SHORT TASK:
Locate "Task: identify the green foliage" in the listing below, then output the line holding it and every line after it, exactly and with nothing else.

INPUT FOR THIS TASK:
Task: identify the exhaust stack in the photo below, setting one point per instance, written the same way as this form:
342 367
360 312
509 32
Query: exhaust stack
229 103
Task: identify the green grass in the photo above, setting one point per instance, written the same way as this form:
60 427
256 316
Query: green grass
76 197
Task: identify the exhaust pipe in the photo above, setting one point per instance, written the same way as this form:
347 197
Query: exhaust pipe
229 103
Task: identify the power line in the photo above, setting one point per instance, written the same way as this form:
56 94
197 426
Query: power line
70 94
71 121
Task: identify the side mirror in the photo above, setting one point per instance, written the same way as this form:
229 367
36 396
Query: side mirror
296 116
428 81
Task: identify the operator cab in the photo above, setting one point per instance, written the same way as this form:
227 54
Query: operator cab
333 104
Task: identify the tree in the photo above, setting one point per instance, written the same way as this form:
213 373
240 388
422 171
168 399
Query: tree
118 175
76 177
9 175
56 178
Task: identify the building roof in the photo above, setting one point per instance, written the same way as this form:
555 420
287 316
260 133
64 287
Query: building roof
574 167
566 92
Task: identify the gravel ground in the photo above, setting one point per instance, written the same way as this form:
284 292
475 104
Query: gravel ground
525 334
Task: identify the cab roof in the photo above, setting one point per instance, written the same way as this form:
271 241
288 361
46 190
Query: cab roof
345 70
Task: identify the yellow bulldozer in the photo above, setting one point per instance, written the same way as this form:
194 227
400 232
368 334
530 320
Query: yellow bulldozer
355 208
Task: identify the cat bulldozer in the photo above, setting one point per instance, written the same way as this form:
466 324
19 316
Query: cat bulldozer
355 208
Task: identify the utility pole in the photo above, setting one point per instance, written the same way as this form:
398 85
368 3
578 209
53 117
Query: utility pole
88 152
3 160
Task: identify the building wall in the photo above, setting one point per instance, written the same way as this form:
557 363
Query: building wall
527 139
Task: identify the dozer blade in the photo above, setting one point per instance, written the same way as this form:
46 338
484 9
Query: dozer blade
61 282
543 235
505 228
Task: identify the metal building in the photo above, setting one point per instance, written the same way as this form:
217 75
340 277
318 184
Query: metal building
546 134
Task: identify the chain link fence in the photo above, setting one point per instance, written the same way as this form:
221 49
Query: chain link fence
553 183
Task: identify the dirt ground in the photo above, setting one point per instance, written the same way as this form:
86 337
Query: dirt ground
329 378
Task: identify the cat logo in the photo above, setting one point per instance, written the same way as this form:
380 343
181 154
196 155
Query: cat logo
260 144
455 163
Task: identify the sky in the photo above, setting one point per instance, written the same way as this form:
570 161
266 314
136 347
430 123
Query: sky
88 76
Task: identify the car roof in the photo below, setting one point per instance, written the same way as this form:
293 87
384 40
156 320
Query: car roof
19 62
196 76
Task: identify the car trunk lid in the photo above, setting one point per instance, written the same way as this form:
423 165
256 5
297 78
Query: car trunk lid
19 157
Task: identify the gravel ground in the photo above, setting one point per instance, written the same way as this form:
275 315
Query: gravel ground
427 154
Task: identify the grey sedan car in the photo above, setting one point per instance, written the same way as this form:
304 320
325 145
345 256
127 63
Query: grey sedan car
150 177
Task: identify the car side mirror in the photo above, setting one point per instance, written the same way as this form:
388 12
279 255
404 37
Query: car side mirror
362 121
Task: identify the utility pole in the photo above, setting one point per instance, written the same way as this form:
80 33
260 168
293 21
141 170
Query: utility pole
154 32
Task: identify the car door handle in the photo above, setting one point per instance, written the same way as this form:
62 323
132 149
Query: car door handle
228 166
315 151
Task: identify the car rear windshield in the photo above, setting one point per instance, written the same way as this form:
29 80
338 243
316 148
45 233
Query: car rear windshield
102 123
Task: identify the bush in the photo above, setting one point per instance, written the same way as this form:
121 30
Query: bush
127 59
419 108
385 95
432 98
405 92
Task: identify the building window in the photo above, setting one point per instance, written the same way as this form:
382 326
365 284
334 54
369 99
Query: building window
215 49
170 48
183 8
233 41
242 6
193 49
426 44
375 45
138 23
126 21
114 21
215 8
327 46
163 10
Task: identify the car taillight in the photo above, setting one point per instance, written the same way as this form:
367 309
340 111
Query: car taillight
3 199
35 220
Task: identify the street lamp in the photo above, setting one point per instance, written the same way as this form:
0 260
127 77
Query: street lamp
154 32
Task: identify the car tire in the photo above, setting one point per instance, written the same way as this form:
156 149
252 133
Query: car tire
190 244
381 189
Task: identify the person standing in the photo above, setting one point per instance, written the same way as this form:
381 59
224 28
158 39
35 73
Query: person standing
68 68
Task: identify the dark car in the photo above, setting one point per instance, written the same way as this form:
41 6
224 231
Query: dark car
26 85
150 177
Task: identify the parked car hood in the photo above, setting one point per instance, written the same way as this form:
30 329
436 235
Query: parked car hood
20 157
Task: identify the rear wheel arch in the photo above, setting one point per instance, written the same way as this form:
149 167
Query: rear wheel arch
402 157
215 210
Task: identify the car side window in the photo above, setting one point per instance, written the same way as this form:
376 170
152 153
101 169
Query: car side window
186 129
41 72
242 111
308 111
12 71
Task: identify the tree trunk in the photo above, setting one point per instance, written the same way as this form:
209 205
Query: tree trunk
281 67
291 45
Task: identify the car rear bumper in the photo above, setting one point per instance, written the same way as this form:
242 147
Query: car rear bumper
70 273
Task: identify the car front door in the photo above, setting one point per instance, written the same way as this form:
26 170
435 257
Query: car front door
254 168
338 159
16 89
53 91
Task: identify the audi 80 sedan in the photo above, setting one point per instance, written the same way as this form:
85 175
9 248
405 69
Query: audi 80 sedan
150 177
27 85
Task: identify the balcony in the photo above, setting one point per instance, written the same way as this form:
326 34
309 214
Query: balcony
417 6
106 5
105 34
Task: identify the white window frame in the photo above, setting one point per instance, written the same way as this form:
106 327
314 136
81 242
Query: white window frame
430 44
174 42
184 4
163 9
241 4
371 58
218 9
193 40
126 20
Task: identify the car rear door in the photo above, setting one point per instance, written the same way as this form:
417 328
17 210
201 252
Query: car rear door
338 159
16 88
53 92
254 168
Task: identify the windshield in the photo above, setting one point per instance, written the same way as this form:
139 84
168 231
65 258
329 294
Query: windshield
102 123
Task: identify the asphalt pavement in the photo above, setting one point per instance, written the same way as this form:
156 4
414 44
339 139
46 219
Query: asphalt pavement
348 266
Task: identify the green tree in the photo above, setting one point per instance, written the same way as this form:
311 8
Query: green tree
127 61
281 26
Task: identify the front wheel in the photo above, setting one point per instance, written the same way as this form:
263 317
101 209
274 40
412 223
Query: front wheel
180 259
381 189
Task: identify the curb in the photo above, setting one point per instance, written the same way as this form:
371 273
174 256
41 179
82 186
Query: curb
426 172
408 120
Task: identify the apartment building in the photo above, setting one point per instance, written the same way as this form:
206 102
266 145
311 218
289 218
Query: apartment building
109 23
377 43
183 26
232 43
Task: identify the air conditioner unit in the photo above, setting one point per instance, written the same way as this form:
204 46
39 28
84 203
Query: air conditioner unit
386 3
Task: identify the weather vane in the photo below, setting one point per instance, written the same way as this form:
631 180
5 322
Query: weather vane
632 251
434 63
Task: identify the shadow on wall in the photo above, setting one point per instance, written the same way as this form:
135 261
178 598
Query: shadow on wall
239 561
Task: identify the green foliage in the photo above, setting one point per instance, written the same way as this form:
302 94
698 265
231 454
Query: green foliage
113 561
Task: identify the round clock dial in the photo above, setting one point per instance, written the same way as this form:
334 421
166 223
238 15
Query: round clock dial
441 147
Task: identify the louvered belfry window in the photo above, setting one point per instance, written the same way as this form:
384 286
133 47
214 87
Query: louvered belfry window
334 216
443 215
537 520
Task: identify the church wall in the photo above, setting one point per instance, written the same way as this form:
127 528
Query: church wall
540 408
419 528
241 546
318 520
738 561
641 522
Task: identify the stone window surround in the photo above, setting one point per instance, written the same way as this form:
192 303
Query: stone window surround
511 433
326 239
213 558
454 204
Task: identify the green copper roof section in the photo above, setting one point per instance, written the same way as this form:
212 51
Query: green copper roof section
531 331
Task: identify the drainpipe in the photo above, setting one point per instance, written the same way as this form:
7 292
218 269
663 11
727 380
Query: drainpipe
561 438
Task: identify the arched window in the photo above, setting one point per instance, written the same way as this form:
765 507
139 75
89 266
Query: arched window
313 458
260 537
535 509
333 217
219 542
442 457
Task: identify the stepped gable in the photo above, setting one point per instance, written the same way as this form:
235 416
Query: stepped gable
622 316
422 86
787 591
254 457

EXPECTED ANSWER:
Task: identify the green foliage in the photo above, setting one point per instance, written the same way as this form:
302 94
698 265
231 454
Query: green foliage
113 561
Task: identify the round clock dial in the photo above, setting one point per instance, written the same way as this form:
334 421
166 223
238 15
Query: round clock dial
441 147
Task: identify the louvered belfry window in the photo above, setting one point per instance, written the same way as this form:
384 286
133 47
214 87
Query: louvered belfry window
334 216
443 215
537 520
Task: identify the church wall in the photo above, setting one point per instance, written the same way as this form:
127 528
Query: church wall
540 408
419 528
241 546
318 520
738 561
641 522
Task: identify the stone window surround in the photo above, setting one point per instance, written the same way as this form:
192 303
Query: stone window surround
511 433
326 239
213 558
454 204
Task: identify the green copper roof section in the photo above, setting one point per instance, written the same way as this form:
212 51
Query: green copper roof section
531 331
Task: identify the drainpipe in the photo above, setting one point per instance, written the same way as this form:
7 292
218 269
663 11
727 380
Query: drainpipe
561 438
Task: identify the arched window in the photo above, setting one point per instance, written the same way as this form:
765 507
139 75
89 266
Query: arched window
313 458
260 537
535 509
333 217
219 542
442 457
Task: identify the stepped gable in the photo above, setting one point per instance, written the same way as this form:
235 416
Query: stepped gable
622 316
422 86
787 591
254 457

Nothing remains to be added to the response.